Mathis, et. al.             Standards Track                     [Page 5]
RFC 2018         TCP Selective Acknowledgement Options      October 1996
   It is very important that the SACK option always reports the block
   containing the most recently received segment, because this provides
   the sender with the most up-to-date information about the state of
   the network and the data receiver's queue.
5.  Interpreting the Sack Option and Retransmission Strategy: Data
   Sender Behavior
   When receiving an ACK containing a SACK option, the data sender
   SHOULD record the selective acknowledgment for future reference.  The
   data sender is assumed to have a retransmission queue that contains
   the segments that have been transmitted but not yet acknowledged, in
   sequence-number order.  If the data sender performs re-packetization
   before retransmission, the block boundaries in a SACK option that it
   receives may not fall on boundaries of segments in the retransmission
   queue; however, this does not pose a serious difficulty for the
   sender.
   One possible implementation of the sender's behavior is as follows.
   Let us suppose that for each segment in the retransmission queue
   there is a (new) flag bit "SACKed", to be used to indicate that this
   particular segment has been reported in a SACK option.

> [Records to use]

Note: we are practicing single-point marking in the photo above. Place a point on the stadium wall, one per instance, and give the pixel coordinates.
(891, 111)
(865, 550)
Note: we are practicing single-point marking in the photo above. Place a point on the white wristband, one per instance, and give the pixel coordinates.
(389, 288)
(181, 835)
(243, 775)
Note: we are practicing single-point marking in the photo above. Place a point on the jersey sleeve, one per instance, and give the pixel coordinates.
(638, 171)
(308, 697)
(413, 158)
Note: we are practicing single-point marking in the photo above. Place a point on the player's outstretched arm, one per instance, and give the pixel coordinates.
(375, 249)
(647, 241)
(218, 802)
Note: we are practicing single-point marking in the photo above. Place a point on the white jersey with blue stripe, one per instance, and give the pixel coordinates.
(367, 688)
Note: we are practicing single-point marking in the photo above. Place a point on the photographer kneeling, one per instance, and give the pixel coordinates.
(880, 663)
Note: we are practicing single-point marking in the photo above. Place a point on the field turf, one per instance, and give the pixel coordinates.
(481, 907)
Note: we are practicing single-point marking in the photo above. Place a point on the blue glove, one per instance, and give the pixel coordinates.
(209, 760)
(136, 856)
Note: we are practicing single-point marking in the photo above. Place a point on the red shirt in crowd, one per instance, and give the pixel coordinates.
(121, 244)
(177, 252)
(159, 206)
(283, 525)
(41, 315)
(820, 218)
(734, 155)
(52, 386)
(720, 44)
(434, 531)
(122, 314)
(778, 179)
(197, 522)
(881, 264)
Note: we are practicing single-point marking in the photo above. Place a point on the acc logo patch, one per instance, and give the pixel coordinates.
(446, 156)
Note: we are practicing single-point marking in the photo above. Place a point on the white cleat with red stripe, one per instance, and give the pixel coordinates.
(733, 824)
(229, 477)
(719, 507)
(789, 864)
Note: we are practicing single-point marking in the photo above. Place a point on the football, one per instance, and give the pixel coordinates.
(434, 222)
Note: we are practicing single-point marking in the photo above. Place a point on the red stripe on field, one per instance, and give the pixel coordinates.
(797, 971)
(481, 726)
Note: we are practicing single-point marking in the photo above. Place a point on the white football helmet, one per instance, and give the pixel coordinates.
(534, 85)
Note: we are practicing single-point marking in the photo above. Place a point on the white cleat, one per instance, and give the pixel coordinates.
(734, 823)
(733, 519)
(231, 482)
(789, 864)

> [Short task A]
From the text on TCP selective acknowledgment, translate this sentence into Spanish: "It is very important that the SACK option always reports the block containing the most recently received segment, because this provides the sender with the most up-to-date information about the state of the network and the data receiver's queue."
> [Short task B]
Take the listing from the line that contains "the white football" through its last line, and write those lines out again with "pixel coordinates" swapped for "x-y coordinates" and nothing else altered.

> [Result A]
Es muy importante que la opción SACK informe siempre del bloque que contiene el segmento recibido más recientemente, porque esto proporciona al emisor la información más actualizada sobre el estado de la red y de la cola del receptor de datos.

> [Result B]
Note: we are practicing single-point marking in the photo above. Place a point on the white football helmet, one per instance, and give the x-y coordinates.
(534, 85)
Note: we are practicing single-point marking in the photo above. Place a point on the white cleat, one per instance, and give the x-y coordinates.
(734, 823)
(733, 519)
(231, 482)
(789, 864)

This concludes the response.